Dataset records:
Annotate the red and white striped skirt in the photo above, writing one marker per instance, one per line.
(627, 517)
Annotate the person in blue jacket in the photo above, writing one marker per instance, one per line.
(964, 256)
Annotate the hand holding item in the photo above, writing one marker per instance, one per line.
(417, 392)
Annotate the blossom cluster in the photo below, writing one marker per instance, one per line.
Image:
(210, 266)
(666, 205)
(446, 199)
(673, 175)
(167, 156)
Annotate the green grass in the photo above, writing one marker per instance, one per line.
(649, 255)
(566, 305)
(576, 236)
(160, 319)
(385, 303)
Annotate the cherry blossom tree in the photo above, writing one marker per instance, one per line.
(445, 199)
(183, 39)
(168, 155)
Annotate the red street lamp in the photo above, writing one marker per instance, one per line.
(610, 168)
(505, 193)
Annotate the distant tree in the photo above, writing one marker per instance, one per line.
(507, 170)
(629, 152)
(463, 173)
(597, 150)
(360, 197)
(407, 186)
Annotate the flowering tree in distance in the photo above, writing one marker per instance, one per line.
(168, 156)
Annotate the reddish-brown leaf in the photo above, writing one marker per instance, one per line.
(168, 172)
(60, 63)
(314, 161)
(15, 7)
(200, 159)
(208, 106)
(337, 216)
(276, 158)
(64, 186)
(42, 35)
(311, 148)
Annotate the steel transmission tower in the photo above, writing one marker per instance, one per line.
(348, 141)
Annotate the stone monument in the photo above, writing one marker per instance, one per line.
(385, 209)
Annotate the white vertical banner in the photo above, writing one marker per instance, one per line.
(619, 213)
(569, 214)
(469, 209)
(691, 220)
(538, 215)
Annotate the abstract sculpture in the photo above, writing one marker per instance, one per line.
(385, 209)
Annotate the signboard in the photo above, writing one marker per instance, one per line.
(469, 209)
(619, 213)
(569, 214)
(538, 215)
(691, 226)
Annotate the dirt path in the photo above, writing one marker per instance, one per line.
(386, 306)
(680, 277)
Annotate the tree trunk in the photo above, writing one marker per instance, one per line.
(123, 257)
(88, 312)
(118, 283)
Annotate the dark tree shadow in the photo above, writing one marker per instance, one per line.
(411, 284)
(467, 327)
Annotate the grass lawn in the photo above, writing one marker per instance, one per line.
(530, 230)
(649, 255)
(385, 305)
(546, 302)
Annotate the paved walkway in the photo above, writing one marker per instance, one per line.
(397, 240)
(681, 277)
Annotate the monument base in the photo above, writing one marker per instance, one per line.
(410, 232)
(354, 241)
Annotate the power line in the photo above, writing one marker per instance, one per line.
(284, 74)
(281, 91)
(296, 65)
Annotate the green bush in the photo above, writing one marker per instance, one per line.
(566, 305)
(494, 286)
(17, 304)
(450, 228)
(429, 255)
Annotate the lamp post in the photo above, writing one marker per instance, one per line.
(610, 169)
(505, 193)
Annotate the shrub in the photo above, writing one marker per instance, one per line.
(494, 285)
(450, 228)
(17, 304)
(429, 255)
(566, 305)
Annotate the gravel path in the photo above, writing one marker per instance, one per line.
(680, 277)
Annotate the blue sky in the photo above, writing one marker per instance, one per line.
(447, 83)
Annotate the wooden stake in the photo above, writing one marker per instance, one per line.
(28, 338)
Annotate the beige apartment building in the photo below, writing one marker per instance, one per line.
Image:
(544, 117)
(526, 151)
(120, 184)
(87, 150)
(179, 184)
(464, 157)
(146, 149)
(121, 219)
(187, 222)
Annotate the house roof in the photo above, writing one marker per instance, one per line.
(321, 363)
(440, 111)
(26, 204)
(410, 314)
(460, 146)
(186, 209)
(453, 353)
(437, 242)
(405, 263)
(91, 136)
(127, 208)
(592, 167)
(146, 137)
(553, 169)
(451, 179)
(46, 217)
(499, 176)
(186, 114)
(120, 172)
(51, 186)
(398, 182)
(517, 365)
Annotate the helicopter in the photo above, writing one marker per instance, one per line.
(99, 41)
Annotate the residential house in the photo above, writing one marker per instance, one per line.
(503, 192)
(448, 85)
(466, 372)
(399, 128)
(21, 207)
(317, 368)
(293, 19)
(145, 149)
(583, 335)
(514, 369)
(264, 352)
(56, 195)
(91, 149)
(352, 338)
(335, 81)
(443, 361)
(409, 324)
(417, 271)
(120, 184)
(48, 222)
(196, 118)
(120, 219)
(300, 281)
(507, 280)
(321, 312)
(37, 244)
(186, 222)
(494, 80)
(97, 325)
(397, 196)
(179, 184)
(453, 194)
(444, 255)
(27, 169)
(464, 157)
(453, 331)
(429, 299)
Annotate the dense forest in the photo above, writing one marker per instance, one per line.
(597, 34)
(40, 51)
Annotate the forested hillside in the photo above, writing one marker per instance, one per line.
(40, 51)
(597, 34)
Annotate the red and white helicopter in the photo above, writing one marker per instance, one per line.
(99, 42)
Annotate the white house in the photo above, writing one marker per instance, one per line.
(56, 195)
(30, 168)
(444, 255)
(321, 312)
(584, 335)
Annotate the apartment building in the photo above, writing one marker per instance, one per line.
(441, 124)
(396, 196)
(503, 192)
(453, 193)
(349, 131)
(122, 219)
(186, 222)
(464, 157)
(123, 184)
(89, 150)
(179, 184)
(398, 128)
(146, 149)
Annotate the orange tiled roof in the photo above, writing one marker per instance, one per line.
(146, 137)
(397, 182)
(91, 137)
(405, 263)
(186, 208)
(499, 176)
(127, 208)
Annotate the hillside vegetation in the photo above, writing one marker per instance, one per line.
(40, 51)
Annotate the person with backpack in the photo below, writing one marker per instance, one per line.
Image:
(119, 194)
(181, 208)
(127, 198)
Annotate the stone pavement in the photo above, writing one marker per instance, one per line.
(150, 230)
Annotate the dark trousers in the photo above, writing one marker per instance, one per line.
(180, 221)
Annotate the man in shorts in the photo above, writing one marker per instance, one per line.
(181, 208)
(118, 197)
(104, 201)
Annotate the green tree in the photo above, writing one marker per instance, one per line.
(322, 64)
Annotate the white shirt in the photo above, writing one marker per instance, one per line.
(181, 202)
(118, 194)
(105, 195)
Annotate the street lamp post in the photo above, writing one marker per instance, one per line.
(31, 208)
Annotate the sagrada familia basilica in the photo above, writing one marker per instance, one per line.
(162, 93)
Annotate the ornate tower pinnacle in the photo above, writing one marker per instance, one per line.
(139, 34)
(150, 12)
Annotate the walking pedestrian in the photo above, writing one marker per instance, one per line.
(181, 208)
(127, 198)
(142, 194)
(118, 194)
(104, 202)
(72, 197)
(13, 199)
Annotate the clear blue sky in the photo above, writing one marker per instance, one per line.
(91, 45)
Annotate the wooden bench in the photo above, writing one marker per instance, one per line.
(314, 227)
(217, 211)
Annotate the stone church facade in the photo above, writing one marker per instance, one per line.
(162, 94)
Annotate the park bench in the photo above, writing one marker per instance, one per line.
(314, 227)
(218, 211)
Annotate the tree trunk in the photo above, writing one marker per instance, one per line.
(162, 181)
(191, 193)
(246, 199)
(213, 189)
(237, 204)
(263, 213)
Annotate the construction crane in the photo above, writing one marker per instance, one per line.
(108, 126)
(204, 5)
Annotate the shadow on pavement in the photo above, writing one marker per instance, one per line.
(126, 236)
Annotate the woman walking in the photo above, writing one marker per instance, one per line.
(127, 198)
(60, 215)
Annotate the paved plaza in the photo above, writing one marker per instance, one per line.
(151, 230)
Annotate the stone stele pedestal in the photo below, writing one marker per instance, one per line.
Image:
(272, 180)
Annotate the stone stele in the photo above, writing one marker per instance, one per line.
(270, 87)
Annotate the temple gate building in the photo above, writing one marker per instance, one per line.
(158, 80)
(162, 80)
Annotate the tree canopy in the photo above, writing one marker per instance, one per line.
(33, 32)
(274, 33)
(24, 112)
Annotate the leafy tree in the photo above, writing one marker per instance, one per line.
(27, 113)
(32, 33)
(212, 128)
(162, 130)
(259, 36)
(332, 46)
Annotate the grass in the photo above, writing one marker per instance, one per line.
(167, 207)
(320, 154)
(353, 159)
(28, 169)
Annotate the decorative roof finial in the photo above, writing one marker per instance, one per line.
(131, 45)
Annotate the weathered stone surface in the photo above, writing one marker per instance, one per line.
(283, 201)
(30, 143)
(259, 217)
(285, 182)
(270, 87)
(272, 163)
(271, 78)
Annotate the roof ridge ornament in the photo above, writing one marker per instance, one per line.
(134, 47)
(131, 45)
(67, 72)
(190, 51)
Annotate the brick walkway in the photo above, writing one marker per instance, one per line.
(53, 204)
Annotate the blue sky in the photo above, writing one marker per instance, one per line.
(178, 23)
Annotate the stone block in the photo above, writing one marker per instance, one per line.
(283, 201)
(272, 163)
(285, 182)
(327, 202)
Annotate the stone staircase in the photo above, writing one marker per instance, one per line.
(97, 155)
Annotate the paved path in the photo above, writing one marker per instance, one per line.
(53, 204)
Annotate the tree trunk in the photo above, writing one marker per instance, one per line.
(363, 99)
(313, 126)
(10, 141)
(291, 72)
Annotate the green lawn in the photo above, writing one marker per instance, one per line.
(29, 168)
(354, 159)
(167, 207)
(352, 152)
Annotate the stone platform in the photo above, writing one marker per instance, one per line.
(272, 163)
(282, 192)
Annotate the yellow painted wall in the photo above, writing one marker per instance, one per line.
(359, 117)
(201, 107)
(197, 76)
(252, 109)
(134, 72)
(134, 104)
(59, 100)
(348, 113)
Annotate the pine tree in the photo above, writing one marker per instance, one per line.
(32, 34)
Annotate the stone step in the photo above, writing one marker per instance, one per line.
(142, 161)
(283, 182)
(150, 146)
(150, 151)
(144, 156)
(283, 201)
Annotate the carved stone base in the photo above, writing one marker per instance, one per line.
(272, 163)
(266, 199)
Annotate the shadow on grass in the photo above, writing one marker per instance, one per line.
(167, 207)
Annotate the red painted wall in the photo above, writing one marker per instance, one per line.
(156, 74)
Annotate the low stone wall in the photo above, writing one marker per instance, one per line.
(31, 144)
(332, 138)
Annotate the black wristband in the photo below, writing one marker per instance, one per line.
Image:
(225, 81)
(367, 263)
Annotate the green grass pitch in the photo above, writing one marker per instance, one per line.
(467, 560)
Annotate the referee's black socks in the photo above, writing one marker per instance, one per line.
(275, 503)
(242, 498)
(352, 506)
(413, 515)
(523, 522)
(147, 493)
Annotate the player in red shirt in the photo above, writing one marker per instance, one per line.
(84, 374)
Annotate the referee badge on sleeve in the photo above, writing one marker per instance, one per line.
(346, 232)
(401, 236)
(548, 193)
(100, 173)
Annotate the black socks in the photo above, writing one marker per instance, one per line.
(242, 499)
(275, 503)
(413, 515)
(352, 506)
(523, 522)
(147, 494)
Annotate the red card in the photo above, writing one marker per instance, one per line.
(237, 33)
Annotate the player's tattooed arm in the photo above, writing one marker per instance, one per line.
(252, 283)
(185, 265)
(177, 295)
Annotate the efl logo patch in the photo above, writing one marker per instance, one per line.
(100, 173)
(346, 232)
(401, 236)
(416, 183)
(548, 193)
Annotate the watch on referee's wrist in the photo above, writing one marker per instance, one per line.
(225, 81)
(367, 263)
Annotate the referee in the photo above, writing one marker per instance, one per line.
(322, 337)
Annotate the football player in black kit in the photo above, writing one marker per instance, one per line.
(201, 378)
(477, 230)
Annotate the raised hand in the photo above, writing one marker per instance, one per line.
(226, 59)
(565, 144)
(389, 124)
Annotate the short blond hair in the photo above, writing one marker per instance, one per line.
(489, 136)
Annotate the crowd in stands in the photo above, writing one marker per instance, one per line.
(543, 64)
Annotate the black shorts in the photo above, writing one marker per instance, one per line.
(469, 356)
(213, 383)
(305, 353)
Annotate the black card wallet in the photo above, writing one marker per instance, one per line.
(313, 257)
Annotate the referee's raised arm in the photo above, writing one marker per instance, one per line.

Your goal: Copy the records, starting at the line that contains "Annotate the referee badge" and ending with the last line of the records, both included.

Output of the task:
Annotate the referee badge on sleeve in the photo above, writing one marker per instance, one per line.
(346, 232)
(401, 236)
(548, 193)
(100, 173)
Annotate the black socks in the photo above, writing one marker per instance, one per line.
(242, 499)
(275, 503)
(413, 515)
(352, 506)
(523, 522)
(147, 494)
Annotate the red card in the photo above, writing one marker per instance, one per line.
(237, 33)
Annotate the player's tattooed arm in the photo above, writing one marker per instance, one per line.
(252, 283)
(185, 265)
(177, 295)
Annotate the efl logo patch in the photo above, writing one marker per instance, one per line.
(100, 173)
(346, 232)
(401, 236)
(416, 183)
(548, 193)
Annotate the watch on referee's wrist in the photo above, writing one marker per instance, one per line.
(225, 81)
(367, 263)
Annotate the referee in the photo above, writing one marker per instance, one per line.
(322, 337)
Annotate the football player in black kit in the photo above, writing one marker per instance, one per line.
(201, 378)
(477, 230)
Annotate the raised hand in the photo above, writing one marker per instance, one per line.
(226, 59)
(565, 144)
(389, 124)
Annotate the short blond hair in the photo above, writing one marker per instance, one per line.
(489, 136)
Annotate the crowd in stands in the photo above, writing one marker per instance, one per line.
(543, 64)
Annotate the black shorts in the photo above, writing one marker per instance, one per line.
(469, 356)
(213, 383)
(305, 353)
Annotate the black card wallet in the photo above, writing one marker per instance, one per line.
(313, 257)
Annotate the referee's raised arm in the photo above, writing one marker per instance, one per line.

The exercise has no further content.